══ Data extract

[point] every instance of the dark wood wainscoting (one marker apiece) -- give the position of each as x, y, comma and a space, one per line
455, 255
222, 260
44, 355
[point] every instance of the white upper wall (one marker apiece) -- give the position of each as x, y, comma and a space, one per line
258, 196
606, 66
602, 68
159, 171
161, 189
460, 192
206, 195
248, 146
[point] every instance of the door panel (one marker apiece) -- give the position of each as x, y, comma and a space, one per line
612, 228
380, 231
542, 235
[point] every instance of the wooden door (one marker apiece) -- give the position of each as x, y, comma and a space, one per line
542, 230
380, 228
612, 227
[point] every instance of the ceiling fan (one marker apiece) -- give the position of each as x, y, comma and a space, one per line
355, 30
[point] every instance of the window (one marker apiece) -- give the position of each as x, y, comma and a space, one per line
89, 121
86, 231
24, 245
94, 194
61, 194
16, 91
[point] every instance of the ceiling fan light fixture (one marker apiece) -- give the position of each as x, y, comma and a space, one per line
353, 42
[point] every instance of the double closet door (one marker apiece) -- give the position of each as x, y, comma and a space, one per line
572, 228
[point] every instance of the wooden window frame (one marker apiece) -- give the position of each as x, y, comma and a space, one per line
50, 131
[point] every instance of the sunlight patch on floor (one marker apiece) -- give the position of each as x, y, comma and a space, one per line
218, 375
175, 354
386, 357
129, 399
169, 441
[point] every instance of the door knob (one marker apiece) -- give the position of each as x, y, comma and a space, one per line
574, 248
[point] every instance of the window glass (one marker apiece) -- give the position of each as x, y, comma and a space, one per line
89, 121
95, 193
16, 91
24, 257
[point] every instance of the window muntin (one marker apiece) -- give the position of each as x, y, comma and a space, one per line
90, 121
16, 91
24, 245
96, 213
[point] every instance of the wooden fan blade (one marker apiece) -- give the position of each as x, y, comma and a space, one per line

════

Your task is to return, exactly and on their own, the lines from the one containing "[point] every instance of the door panel" through the last line of the listing.

[point] every instance of the door panel (one marker apiece) -- give the position of each as x, y, comma and a space, one per line
612, 228
380, 231
542, 235
[point] every instance of the wooden door (one marker apiece) -- give the position of each as x, y, comma and a space, one per line
542, 230
380, 228
612, 227
[point] every instance of the ceiling fan (one marker apiece) -- give the position of each as x, y, comma and a space, one per line
355, 30
[point] every instance of the window (one marker apiece) -- give the position of each as x, y, comma and a space, one per line
89, 121
86, 231
24, 245
94, 194
61, 194
16, 91
[point] every instance of the ceiling fan light fixture (one marker apiece) -- give the position of each as x, y, comma and a space, one per line
353, 42
[point] every instance of the double closet door (one marker apiece) -- give the position of each as x, y, comma and a space, one per line
572, 228
[point] every instance of the wooden window frame (one marker apiece) -- give the position of each as x, y, comma and a space, one per line
50, 131
[point] every instance of the sunlight patch on floor (one marker apiece) -- give the position of each as x, y, comma and a space, one per line
218, 375
175, 354
386, 357
129, 399
169, 441
[point] every instance of the door knob (one marker apiece) -- give the position of each as x, y, comma and a space, one per line
574, 248
[point] every instance of the window glass (one marker apiece) -- give the position of each as x, y, comma and a space, one per line
89, 121
95, 193
16, 91
24, 257
[point] every instance of the window muntin (one marker apiece) -- give the position of each as x, y, comma and a space, one per line
90, 121
16, 91
24, 245
96, 213
[point] every instance of the wooden fan blade (one marker apiece) -- give the position of each as x, y, comma and a space, one per line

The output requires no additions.